== TASK TO CARRY OUT ==
Turn everything in the listing from the line containing "Scan the picture and mark every smiling" down to the line containing "[247,187,415,280]", both included, into a JSON list of strings with one string per line. Leave out any blank lines.

━━━ SUPPLIED DATA ━━━

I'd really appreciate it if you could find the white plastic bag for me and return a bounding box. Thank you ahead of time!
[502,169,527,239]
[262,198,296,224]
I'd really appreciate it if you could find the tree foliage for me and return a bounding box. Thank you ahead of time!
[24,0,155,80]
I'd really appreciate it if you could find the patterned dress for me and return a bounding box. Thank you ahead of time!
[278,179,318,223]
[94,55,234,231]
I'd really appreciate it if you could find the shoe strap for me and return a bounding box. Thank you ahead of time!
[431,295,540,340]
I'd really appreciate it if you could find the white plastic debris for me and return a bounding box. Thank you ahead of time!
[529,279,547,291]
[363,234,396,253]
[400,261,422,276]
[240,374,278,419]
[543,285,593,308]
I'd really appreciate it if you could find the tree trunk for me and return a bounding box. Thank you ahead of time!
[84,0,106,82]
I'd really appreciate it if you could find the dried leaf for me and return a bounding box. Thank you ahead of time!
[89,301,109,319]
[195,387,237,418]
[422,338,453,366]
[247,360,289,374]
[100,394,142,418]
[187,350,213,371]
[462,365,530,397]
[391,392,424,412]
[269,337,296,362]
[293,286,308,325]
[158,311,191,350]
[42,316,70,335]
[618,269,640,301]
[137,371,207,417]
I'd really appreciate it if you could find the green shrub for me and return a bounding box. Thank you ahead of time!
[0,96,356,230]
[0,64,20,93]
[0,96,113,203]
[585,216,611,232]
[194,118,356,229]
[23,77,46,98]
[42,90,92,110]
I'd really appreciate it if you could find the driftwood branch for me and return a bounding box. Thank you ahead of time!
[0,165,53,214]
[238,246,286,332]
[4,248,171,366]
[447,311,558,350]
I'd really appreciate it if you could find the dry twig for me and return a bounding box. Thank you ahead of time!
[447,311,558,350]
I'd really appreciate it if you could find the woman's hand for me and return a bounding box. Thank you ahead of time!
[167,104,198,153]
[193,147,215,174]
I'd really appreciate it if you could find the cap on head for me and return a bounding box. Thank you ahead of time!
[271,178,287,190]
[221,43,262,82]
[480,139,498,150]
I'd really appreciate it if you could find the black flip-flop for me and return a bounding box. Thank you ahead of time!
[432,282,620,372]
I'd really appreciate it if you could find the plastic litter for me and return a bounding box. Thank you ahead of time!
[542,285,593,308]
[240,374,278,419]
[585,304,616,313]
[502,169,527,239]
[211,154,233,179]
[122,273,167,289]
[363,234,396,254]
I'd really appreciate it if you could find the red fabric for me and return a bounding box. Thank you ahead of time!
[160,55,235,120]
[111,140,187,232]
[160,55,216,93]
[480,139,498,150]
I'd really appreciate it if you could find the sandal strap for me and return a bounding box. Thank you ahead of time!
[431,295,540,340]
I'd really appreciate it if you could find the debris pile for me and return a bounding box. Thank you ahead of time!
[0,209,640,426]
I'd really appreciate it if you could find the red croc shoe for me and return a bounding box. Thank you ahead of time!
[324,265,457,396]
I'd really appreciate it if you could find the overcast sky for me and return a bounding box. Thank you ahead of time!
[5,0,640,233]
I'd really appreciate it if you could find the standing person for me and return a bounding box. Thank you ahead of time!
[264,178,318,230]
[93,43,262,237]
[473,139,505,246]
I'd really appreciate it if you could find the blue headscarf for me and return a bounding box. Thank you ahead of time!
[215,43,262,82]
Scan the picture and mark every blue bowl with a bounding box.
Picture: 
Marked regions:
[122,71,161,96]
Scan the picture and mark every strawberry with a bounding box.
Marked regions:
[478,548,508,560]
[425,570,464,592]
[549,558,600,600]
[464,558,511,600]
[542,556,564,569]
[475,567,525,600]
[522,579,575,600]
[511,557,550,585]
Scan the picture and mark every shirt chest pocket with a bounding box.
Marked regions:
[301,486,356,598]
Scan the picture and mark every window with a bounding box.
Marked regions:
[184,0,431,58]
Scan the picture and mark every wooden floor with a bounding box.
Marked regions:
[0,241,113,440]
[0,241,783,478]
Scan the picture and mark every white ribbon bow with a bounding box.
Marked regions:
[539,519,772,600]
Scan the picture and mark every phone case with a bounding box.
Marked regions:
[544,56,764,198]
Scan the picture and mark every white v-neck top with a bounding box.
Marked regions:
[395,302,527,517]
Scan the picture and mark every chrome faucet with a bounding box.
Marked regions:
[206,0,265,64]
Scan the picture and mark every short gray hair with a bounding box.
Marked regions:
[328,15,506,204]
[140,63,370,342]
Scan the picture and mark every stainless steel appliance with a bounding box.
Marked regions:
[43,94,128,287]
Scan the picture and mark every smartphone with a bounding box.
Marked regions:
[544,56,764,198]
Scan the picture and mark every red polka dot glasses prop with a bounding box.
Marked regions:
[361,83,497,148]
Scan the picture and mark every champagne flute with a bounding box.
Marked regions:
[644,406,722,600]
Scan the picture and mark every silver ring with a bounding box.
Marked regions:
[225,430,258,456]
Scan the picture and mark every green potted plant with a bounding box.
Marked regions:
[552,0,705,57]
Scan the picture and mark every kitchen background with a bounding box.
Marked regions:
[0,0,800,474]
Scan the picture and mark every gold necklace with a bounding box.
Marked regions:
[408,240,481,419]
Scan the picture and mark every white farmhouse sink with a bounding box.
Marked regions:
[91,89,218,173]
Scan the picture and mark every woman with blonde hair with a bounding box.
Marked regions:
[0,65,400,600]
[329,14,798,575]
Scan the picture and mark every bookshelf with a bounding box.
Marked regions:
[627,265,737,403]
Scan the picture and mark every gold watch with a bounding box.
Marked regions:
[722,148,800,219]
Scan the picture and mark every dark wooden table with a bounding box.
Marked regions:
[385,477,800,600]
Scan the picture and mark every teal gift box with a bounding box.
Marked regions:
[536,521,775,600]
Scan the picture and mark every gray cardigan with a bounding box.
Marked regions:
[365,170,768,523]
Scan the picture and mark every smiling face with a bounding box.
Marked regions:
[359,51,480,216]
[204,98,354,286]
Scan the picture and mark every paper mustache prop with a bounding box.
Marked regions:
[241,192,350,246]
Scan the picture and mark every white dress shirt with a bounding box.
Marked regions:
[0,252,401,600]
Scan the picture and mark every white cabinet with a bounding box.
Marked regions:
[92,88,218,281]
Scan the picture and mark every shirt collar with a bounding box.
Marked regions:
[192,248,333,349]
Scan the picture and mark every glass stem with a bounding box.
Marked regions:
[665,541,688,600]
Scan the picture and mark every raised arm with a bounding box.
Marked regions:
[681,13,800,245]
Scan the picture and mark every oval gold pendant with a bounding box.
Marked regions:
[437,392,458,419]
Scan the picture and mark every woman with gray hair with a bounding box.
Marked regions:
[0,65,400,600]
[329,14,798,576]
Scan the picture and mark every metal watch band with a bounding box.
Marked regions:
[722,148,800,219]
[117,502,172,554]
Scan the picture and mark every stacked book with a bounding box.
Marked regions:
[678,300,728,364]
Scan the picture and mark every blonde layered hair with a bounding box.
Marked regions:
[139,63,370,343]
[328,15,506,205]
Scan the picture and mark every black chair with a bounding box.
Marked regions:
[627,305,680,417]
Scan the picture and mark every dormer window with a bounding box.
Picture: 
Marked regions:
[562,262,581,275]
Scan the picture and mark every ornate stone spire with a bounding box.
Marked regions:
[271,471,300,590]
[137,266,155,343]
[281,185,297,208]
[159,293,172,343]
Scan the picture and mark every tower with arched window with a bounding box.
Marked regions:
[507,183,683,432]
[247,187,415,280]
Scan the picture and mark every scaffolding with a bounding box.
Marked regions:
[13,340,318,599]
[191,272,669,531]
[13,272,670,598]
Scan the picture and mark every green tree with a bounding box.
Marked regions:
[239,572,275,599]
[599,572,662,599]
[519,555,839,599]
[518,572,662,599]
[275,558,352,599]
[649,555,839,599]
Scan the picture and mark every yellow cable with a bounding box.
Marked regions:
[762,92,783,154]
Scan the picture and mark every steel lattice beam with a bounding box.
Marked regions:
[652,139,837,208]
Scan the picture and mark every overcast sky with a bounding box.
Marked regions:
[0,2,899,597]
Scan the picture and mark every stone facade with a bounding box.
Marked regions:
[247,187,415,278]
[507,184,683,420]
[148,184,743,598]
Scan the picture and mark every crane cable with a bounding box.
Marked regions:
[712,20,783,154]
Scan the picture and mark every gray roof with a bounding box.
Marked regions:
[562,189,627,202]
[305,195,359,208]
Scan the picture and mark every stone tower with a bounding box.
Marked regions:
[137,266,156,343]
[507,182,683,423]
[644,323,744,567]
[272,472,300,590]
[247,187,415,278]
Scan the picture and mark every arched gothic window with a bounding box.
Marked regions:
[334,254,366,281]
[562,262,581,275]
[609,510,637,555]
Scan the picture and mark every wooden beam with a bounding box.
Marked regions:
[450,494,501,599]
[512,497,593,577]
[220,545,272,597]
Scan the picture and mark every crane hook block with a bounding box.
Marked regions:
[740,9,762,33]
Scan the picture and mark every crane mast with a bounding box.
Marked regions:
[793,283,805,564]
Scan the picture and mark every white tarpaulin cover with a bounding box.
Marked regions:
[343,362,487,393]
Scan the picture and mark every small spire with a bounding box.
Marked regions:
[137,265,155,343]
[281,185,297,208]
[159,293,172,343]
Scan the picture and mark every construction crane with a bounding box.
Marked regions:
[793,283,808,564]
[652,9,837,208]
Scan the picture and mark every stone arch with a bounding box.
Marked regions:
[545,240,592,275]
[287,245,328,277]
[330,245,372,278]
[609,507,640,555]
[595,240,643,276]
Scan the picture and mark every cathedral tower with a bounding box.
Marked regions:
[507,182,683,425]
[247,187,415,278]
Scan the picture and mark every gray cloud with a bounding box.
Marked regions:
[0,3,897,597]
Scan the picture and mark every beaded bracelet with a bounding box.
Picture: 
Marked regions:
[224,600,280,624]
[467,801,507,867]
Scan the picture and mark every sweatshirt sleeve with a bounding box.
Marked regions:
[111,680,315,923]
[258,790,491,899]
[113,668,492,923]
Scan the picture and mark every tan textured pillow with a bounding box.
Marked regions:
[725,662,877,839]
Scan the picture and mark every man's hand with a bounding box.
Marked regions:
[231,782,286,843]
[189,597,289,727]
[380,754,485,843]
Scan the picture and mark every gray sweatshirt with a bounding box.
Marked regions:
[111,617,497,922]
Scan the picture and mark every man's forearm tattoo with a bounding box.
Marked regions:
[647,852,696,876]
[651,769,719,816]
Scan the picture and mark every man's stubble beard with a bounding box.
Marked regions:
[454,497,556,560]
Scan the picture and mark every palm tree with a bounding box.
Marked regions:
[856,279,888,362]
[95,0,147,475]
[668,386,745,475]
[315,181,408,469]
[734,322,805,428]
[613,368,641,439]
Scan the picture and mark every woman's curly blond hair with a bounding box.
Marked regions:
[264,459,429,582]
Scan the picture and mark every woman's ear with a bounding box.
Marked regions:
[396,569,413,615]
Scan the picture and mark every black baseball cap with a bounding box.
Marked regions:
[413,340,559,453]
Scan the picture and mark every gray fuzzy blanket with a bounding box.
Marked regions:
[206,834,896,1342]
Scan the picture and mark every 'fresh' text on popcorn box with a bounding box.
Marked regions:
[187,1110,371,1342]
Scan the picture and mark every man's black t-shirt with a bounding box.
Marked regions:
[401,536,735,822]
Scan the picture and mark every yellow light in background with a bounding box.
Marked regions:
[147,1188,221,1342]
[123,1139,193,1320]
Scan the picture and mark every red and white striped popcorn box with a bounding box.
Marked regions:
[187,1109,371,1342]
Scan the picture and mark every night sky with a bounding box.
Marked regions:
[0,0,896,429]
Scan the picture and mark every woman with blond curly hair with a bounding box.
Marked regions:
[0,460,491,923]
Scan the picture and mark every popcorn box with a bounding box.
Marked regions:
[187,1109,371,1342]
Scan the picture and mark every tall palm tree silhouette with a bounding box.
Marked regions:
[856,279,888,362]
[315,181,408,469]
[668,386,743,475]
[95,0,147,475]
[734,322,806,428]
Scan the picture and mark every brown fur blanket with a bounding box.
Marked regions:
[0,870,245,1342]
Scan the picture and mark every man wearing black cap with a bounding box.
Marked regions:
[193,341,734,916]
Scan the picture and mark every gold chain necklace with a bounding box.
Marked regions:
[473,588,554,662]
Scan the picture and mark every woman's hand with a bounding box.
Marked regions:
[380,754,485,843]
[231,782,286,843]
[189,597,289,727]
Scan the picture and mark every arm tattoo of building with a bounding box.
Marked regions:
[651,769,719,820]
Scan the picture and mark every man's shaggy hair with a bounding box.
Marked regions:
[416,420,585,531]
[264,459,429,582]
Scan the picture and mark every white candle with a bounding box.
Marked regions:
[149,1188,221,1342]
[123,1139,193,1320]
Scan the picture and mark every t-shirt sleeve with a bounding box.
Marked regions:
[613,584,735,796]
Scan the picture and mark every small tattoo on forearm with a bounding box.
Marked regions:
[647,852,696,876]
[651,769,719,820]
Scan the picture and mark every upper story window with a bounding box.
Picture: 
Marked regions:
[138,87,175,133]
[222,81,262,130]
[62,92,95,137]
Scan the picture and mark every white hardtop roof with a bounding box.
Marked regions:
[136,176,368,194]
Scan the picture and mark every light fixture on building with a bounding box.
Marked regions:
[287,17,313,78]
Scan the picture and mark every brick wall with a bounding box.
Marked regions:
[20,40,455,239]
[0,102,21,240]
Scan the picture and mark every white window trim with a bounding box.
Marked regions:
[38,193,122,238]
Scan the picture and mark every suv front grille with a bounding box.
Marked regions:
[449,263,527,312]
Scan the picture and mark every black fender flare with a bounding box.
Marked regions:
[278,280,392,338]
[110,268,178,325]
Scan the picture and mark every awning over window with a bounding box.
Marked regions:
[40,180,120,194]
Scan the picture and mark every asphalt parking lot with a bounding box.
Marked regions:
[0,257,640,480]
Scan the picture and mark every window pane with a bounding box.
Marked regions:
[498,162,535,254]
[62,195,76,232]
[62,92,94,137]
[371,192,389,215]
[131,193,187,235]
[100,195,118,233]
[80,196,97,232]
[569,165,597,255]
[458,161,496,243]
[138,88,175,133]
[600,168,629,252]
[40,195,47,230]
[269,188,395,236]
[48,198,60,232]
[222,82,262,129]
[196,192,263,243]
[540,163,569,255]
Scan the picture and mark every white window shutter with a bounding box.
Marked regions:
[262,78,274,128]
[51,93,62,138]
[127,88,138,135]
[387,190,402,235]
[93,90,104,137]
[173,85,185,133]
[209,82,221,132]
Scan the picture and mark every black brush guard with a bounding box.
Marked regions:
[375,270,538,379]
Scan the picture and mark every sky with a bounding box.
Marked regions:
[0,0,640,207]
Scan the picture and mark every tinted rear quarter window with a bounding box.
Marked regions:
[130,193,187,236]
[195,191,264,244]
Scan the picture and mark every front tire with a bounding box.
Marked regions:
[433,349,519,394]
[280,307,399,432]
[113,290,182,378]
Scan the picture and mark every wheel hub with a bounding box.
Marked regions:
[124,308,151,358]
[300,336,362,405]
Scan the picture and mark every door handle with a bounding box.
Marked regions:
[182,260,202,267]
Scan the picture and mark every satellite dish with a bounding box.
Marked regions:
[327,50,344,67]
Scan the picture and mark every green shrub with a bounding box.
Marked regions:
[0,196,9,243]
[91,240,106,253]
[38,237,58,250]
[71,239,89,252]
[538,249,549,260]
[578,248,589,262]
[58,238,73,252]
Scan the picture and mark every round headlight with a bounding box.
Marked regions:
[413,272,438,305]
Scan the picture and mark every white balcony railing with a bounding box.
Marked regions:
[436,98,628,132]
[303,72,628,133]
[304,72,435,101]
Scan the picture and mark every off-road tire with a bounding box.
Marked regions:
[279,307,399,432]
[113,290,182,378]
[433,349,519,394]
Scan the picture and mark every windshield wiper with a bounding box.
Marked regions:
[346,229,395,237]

━━━

== SOLUTION FOR THIS TASK ==
[
  "Scan the picture and mark every smiling face with a bounding box.",
  "Marked regions:",
  "[359,51,480,216]",
  "[204,98,354,286]",
  "Scan the picture and mark every paper mustache prop with a bounding box.",
  "Marked regions:",
  "[241,192,350,246]",
  "Scan the picture and mark every white dress shirt with a bounding box.",
  "Marked regions:",
  "[0,252,401,600]",
  "Scan the picture and mark every white cabinet with a bounding box.",
  "Marked regions:",
  "[92,88,218,281]",
  "Scan the picture and mark every shirt collar with a bounding box.",
  "Marked regions:",
  "[192,248,333,349]",
  "Scan the picture and mark every glass stem with a bounding box.",
  "Marked regions:",
  "[665,541,688,600]",
  "Scan the picture and mark every raised arm with a bounding box.",
  "Marked regions:",
  "[681,13,800,245]",
  "Scan the picture and mark every oval gold pendant with a bounding box.",
  "Marked regions:",
  "[437,392,458,419]",
  "Scan the picture and mark every woman with gray hair with a bounding box.",
  "Marked regions:",
  "[0,65,400,600]",
  "[329,14,798,576]",
  "Scan the picture and mark every metal watch band with a bounding box.",
  "Marked regions:",
  "[722,148,800,219]",
  "[117,502,172,554]",
  "Scan the picture and mark every stacked book with a bounding box.",
  "Marked regions:",
  "[678,300,728,364]",
  "Scan the picture and mark every blonde layered hair with a bounding box.",
  "Marked regions:",
  "[139,63,370,343]",
  "[328,15,506,205]",
  "Scan the picture and mark every black chair with a bounding box.",
  "Marked regions:",
  "[627,305,680,417]",
  "Scan the picture and mark every dormer window with a bounding box.",
  "Picture: ",
  "Marked regions:",
  "[562,262,581,275]",
  "Scan the picture and mark every ornate stone spire with a bounding box.",
  "Marked regions:",
  "[271,471,300,590]",
  "[137,266,155,343]",
  "[281,185,297,208]",
  "[159,293,172,343]",
  "Scan the picture and mark every tower with arched window with a bounding box.",
  "Marked regions:",
  "[507,183,683,432]",
  "[247,187,415,280]"
]